- EXERCISE
Give each record below again, without a single difference.

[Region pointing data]
-------

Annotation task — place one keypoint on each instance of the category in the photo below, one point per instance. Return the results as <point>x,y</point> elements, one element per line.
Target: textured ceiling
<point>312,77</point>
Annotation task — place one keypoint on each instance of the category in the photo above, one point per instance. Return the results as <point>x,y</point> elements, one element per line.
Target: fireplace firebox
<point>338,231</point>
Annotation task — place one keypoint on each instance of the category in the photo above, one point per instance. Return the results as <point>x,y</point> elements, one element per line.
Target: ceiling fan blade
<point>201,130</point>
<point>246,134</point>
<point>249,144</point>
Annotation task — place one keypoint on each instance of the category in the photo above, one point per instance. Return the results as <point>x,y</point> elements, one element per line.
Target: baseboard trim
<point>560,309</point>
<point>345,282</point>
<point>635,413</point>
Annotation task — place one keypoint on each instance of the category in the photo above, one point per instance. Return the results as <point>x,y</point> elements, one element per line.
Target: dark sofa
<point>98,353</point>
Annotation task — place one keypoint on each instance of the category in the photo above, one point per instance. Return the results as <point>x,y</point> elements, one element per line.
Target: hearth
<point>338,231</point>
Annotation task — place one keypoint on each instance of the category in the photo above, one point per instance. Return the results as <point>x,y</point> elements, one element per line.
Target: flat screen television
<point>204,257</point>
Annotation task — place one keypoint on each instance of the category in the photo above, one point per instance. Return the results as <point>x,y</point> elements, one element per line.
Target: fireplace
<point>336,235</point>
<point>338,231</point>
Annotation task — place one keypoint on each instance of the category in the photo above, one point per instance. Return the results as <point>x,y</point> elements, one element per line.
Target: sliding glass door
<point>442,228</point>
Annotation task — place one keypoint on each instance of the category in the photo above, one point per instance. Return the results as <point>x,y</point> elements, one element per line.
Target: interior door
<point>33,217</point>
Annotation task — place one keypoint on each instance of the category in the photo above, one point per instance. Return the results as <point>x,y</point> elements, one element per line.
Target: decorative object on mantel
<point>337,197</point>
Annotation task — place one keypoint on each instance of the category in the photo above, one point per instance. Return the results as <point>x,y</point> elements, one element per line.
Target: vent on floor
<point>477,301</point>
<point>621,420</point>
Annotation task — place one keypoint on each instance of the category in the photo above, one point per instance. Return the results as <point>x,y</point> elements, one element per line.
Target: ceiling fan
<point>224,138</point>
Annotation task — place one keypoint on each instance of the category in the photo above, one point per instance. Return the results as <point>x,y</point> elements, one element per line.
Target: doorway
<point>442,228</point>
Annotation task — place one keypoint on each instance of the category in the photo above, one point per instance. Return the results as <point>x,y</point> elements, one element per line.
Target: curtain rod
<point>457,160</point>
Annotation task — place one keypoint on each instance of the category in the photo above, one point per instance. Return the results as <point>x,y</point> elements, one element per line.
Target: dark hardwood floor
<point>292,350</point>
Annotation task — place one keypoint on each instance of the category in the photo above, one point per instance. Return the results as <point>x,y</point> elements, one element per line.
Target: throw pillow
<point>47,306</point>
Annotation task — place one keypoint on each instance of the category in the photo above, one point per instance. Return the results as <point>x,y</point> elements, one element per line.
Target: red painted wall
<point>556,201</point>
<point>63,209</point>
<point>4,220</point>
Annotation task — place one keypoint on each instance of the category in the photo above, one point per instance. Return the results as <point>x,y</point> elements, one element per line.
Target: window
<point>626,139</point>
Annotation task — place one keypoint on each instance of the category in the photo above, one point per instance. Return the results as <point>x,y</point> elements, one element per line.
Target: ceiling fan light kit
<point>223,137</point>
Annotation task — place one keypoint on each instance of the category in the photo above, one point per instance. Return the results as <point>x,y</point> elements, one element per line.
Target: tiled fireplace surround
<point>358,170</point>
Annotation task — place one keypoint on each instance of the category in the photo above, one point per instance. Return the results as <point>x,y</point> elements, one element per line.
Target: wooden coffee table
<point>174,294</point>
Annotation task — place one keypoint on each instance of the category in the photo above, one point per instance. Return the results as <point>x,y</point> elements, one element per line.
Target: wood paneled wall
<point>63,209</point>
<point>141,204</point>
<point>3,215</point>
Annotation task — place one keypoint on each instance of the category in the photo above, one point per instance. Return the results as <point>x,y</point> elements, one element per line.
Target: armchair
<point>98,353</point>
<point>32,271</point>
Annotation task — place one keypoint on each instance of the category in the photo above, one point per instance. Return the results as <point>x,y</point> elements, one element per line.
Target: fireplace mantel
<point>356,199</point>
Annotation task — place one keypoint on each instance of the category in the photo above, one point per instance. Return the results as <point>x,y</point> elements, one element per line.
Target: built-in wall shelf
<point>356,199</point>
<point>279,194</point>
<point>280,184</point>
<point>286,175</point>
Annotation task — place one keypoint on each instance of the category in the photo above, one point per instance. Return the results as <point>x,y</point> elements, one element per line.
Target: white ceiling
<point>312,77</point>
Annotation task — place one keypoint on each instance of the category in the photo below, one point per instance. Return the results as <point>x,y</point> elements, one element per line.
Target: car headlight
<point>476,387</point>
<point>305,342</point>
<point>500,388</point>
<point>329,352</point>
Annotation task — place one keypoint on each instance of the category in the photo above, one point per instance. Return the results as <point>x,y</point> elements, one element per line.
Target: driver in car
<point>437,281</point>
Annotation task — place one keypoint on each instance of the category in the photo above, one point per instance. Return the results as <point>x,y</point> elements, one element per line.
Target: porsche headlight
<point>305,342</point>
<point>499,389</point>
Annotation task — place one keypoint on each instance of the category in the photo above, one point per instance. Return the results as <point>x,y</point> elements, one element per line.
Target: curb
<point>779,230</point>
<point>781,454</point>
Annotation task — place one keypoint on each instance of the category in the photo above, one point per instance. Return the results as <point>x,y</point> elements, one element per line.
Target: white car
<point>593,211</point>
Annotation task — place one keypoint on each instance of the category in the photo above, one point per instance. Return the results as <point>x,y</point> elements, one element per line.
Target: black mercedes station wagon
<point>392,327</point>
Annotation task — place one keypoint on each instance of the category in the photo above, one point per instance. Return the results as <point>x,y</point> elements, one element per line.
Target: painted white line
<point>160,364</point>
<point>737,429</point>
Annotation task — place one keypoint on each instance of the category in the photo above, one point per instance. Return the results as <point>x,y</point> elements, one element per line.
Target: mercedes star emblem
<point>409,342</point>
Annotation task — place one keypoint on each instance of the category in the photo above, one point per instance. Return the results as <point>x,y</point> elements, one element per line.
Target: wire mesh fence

-------

- TASK OUTPUT
Annotation task — place one keypoint on each instance of the category in the photo below, one point per instance. Return the results as <point>x,y</point> elements, one element per line.
Target: textured ceiling
<point>312,77</point>
Annotation task — place one keypoint on each instance of the category in the photo above, one point per instance. Return the results as <point>x,y</point> elements, one element per line.
Target: fireplace firebox
<point>338,231</point>
Annotation task — place one keypoint on each instance of the category in the photo above, one point per instance. Return the results as <point>x,y</point> elements, one element per line.
Target: ceiling fan blade
<point>201,130</point>
<point>246,134</point>
<point>249,144</point>
Annotation task — place one keypoint on each instance of the category in the photo above, one point per instance. Return the results as <point>x,y</point> elements, one element per line.
Target: baseboard trim
<point>560,309</point>
<point>345,282</point>
<point>635,413</point>
Annotation task — place one keypoint on each instance of the category in the photo above, one point per instance. Return the results as <point>x,y</point> elements, one element per line.
Target: dark sofa
<point>98,353</point>
Annotation task — place one keypoint on each instance of the category in the photo above, one point per instance. Return the results as <point>x,y</point> elements, one element per line.
Target: hearth
<point>338,231</point>
Annotation task — place one keypoint on each instance of the category in the photo above, one point per instance. Return the results as <point>x,y</point> elements, one element per line.
Target: flat screen television
<point>204,257</point>
Annotation task — place one keypoint on each instance of the category in the photo above, one point per instance. Return the results as <point>x,y</point> elements, one element per line.
Target: fireplace
<point>336,235</point>
<point>338,231</point>
Annotation task — place one keypoint on each instance of the category in the photo above, one point per instance. Return the results as <point>x,y</point> elements, one element per line.
Target: sliding glass door
<point>442,228</point>
Annotation task — place one keypoint on each instance of the category in the photo above, one point per instance. Return the results as <point>x,y</point> elements, one element per line.
Target: interior door
<point>33,217</point>
Annotation task — place one keypoint on each instance of the category in the photo above, one point per instance. Return the results as <point>x,y</point> elements, one element per line.
Target: decorative object on mantel
<point>337,197</point>
Annotation task — place one keypoint on each instance of the category in the photo above, one point per instance. Return the results as <point>x,y</point> elements, one element per line.
Target: vent on floor
<point>477,301</point>
<point>621,420</point>
Annotation task — place one keypoint on each instance of the category in the photo above, one point per instance. Return the results as <point>x,y</point> elements, one element per line.
Target: ceiling fan
<point>224,138</point>
Annotation task — place one keypoint on each instance of the category in the photo above, one point per instance. Return the results as <point>x,y</point> elements, one element per line.
Target: doorway
<point>442,228</point>
Annotation task — place one keypoint on each instance of the category in the photo above, one point per instance. Return the results as <point>x,y</point> elements, one element per line.
Target: curtain rod
<point>457,160</point>
Annotation task — place one keypoint on each instance of the category in the photo above, one point per instance. Return the results as <point>x,y</point> elements, one element per line.
Target: dark hardwood floor
<point>292,350</point>
Annotation task — place one keypoint on each instance of the category in the photo above, one point per instance. Return the results as <point>x,y</point> elements, one element per line.
Target: throw pillow
<point>47,306</point>
Annotation task — place one keypoint on each instance of the category in the photo above, one point per instance. Return the results as <point>x,y</point> elements, one element per line.
Target: red painted wall
<point>556,201</point>
<point>63,209</point>
<point>4,220</point>
Annotation task — place one keypoint on each instance of the category in the photo above, one point per instance. Return the results as <point>x,y</point> elements, one element per line.
Target: window
<point>626,139</point>
Annotation task — place one keypoint on each instance of the category in the photo above, one point per instance. Return the results as <point>x,y</point> elements, one element per line.
Target: ceiling fan light kit
<point>223,137</point>
Annotation task — place one keypoint on each instance of the category in the photo above, one point per instance. Return the results as <point>x,y</point> elements, one element per line.
Target: tiled fireplace surround
<point>358,170</point>
Annotation task — place one keypoint on each instance of the category in the photo above, one point per instance. Return the results as <point>x,y</point> elements, one element per line.
Target: wooden coffee table
<point>174,294</point>
Annotation task — place one keypoint on each instance of the category in the photo above, one point per instance. Return the results as <point>x,y</point> elements, one element per line.
Target: wood paneled wall
<point>63,209</point>
<point>141,204</point>
<point>3,215</point>
Annotation task — place one keypoint on each instance of the category in the photo above, one point per instance. Return the results as <point>x,y</point> elements, one element per line.
Target: armchair
<point>98,353</point>
<point>32,271</point>
Annotation task — place one keypoint on each instance of the category in the photo above, one point per instance. Return the results as <point>x,y</point> elements, one element per line.
Target: fireplace mantel
<point>356,199</point>
Annotation task — place one keypoint on each instance of the category in the photo above, one point per instance. Return the results as <point>x,y</point> elements, one element per line.
Target: built-in wall shelf
<point>356,199</point>
<point>279,194</point>
<point>280,184</point>
<point>286,175</point>
Annotation task — place one keypoint on each instance of the category in the photo above, one point per instance. Return the results as <point>x,y</point> elements, one element per line.
Target: white ceiling
<point>312,77</point>
Annotation task — place one keypoint on each instance of the category in the photo below, one point per instance. Return the results as <point>x,y</point> elements, one element per line.
Target: car headlight
<point>476,387</point>
<point>305,342</point>
<point>500,388</point>
<point>329,352</point>
Annotation task — place one keypoint on each instance of the category in the photo above, one point per instance. Return the results as <point>x,y</point> elements, one element per line.
Target: driver in car
<point>437,281</point>
Annotation task — place one keypoint on each instance of the category in the photo above, one point per instance. Return the results as <point>x,y</point> elements, one element per line.
Target: porsche headlight
<point>305,342</point>
<point>499,389</point>
Annotation task — place one keypoint on each instance of the category in the photo above, one point per instance. Return the results as <point>x,y</point> elements, one element per line.
Target: curb
<point>779,230</point>
<point>781,454</point>
Annotation task — place one keypoint on each instance of the category in the photo above, one point per instance. Return the results as <point>x,y</point> elements, one element per line.
Target: white car
<point>593,211</point>
Annotation task — place one keypoint on each instance of the category in the photo above, one point per instance. Return the results as <point>x,y</point> elements, one element per line.
Target: black mercedes station wagon
<point>392,327</point>
Annotation task — place one keypoint on each instance of the category in the photo above, one point per instance. Return the results as <point>x,y</point> elements, one element per line.
Target: painted white line
<point>160,364</point>
<point>737,429</point>
Annotation task — place one keypoint on each instance of the category in the photo above, one point per instance. Return the results as <point>x,y</point> elements, one element per line.
Target: mercedes star emblem
<point>409,342</point>
Annotation task — place one keypoint on each instance of the category in the photo above, one point per instance. Return the results as <point>x,y</point> elements, one element per line.
Target: wire mesh fence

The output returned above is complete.